■ **Data supplied**:
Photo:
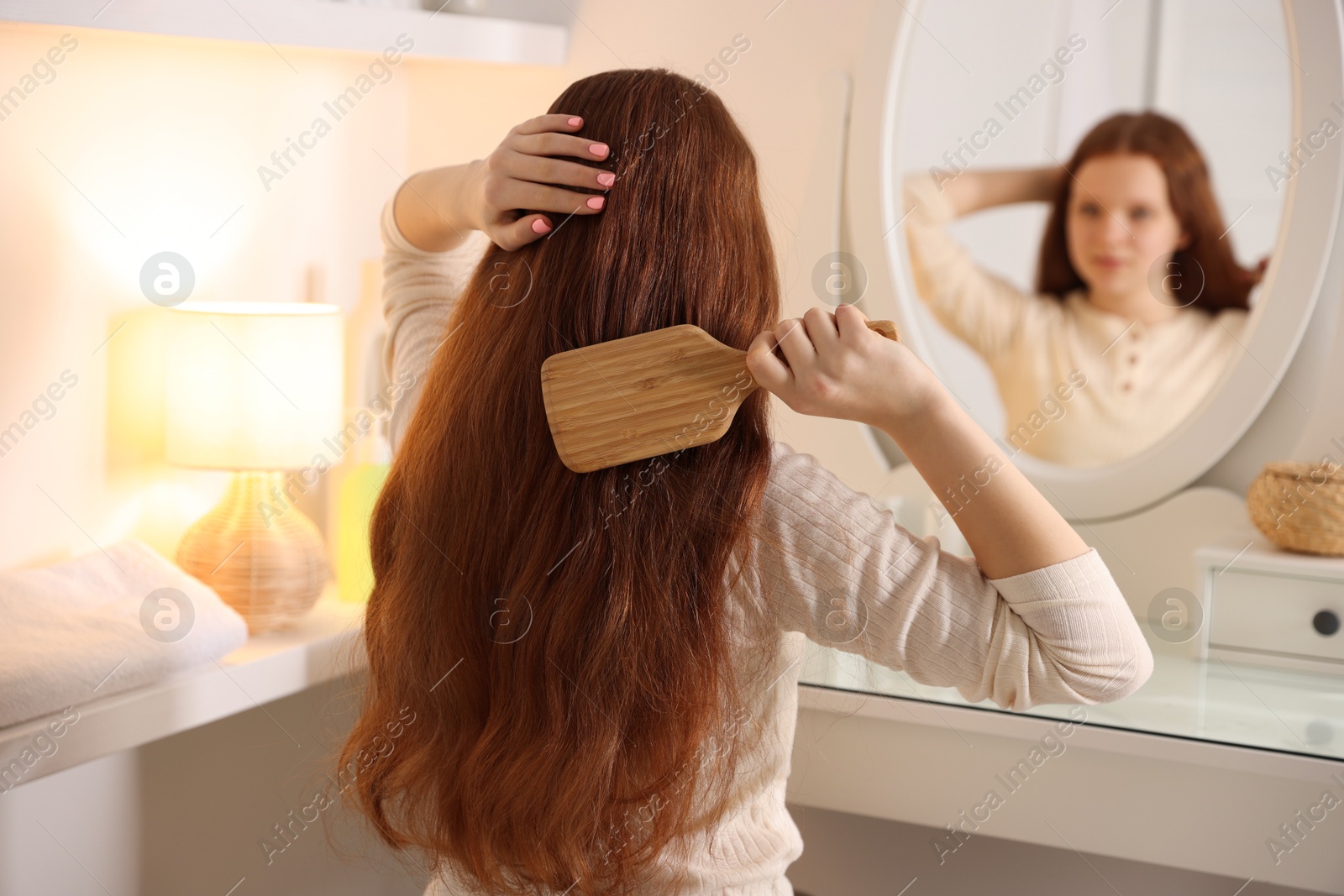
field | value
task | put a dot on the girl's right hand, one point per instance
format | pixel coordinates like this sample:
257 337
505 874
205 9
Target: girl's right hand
528 170
833 365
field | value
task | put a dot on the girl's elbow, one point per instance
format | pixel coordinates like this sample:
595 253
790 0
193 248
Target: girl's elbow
1128 676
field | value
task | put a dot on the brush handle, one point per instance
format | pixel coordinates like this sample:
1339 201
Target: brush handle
886 328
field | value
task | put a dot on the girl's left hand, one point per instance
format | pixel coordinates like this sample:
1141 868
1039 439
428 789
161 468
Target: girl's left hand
521 174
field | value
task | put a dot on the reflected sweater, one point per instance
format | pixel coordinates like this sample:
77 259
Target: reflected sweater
1079 385
837 569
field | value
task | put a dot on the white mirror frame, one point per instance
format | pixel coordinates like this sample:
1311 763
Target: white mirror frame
1290 286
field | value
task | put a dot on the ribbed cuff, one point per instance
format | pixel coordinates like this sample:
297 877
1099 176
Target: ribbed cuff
393 238
1057 579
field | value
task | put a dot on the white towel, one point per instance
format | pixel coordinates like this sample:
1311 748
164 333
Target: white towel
82 629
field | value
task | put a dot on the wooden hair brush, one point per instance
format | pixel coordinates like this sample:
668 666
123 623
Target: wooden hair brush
645 396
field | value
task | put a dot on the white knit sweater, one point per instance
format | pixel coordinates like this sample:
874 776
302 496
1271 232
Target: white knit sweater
840 571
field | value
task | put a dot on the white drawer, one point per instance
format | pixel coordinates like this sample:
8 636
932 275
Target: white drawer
1274 613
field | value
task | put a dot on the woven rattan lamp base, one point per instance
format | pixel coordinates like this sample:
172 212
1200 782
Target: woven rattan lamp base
265 562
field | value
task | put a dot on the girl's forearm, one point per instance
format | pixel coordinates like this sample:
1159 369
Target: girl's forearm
1008 524
430 211
974 190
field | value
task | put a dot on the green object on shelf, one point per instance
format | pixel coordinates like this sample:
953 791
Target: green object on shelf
358 495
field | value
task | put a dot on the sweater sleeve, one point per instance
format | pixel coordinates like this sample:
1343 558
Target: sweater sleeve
420 289
840 570
978 307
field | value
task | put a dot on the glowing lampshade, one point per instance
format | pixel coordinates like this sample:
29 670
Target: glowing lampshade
252 385
255 387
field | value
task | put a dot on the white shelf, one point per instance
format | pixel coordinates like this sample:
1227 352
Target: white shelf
312 23
266 668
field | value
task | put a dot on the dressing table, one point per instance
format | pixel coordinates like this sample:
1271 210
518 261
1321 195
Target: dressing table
1227 748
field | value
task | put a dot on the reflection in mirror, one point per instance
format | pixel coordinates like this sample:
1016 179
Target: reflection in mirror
1090 197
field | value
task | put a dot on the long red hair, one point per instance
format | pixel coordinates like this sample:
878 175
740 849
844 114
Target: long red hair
566 642
1206 259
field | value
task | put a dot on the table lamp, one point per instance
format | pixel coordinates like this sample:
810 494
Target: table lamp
255 389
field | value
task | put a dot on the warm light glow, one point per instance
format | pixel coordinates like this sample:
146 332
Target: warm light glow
259 308
252 390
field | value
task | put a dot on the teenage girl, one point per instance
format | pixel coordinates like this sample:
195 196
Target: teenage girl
602 668
1139 305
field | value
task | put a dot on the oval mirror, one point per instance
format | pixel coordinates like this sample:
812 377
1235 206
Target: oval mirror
1021 291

■ **What is required**: Reproduce the listing from the "task | put a dot on the warm" line onward, verbatim.

■ **Completed exercise**:
task | put a dot on the warm light glow, one point per instance
format | pixel coordinates like this sample:
146 332
Target: warm light glow
259 308
252 390
field | value
task | put a dot on the teenage girl, one point per instance
format | pixel coordinates like this sample:
195 196
Target: teenage girl
602 668
1139 305
field | value
task | put a dot on the oval mirror, one point per instance
format | pixel coordinates like this sample:
812 377
1235 206
Target: oval mirror
1021 291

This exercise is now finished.